- AIM: Copy out every one of the following items line for line, leaving out the pictures.

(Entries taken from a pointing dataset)
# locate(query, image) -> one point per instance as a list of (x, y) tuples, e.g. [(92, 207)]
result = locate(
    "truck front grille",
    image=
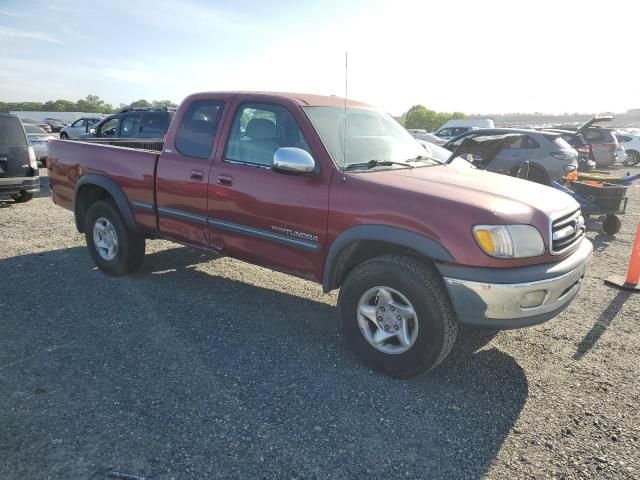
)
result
[(566, 232)]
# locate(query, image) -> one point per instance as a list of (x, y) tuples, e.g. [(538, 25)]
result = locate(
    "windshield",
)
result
[(370, 135)]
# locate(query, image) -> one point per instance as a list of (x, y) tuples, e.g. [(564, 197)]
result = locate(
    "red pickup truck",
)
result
[(344, 196)]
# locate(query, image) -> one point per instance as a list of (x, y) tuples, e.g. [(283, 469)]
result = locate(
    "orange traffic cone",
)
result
[(630, 282)]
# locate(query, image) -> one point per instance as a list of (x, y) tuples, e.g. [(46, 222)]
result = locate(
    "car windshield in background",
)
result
[(560, 142), (33, 129), (370, 135), (436, 152), (11, 132)]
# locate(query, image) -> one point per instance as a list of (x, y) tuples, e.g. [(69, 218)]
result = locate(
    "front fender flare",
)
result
[(398, 236), (114, 191)]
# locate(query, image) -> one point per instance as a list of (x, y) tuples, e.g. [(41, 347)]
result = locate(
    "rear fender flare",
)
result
[(404, 238), (114, 191)]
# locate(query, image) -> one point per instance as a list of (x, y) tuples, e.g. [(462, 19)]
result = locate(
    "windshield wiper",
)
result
[(423, 158), (376, 163)]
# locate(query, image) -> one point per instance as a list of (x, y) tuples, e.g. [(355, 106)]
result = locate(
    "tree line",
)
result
[(92, 103), (419, 116)]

- THE SOLUTION:
# locate(query, image) -> one point per instance as a list of (x, y) tuples, e.g. [(92, 207)]
result = locate(
    "truck front grille",
    image=
)
result
[(566, 232)]
# locate(query, image) -> one point per instance as a list of (x, y) tuples, e.g. [(538, 25)]
result = locate(
    "windshield",
)
result
[(370, 135)]
# locate(query, image) -> one point per instance as a list of (x, y) tuples, e.g. [(564, 197)]
result = locate(
    "red pickup truck",
)
result
[(344, 196)]
# locate(query, image) -> one point per instance as a list of (x, y) tuples, e.g. [(283, 469)]
result = locate(
    "orange traffic cone",
)
result
[(630, 282)]
# locate(query, image) -> one point per instance as a list of (x, y) tuples, e.g. [(46, 222)]
result = locate(
    "car windshield in background",
)
result
[(560, 142), (33, 129), (370, 135), (436, 152), (11, 132)]
# locate(query, image) -> one point per instance as a list of (x, y) tuples, e.g. [(69, 218)]
result = locate(
    "front fender flare",
)
result
[(398, 236), (114, 191)]
# locate(query, image) -> one point per instance as a list of (x, y) tuples, e.g. [(41, 347)]
result = locate(
    "rear fender flare",
)
result
[(404, 238), (114, 191)]
# locate(query, image) -> one point per instance as a list of (x, y) tuples, e.g. [(462, 19)]
result = locate(
    "windshield wiper",
)
result
[(423, 158), (376, 163)]
# locate(query, image) -> one point per instance as a list of (x, y) tuples, e.g. [(355, 106)]
result = locate(
    "tree line",
)
result
[(92, 103), (419, 116)]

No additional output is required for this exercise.